What you should do:
Exactly as given, output all the records that follow.

[Collected data]
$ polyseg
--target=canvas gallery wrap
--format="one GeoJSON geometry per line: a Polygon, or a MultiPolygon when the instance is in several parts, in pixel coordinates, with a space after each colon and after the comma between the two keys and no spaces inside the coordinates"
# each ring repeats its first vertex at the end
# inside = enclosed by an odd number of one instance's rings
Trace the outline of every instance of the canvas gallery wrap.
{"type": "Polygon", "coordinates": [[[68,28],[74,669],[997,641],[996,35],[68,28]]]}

Reply:
$ polyseg
--target=canvas gallery wrap
--format="one GeoJSON geometry per line: a Polygon, or a MultiPolygon when the instance is in several parts, in pixel coordinates, with a space after each colon and after the comma between the two keys and no spaces inside the coordinates"
# each ring repeats its first vertex at the end
# inside = enclosed by an odd number of one instance's rings
Trace the outline of every instance of the canvas gallery wrap.
{"type": "Polygon", "coordinates": [[[68,28],[74,669],[997,641],[996,35],[68,28]]]}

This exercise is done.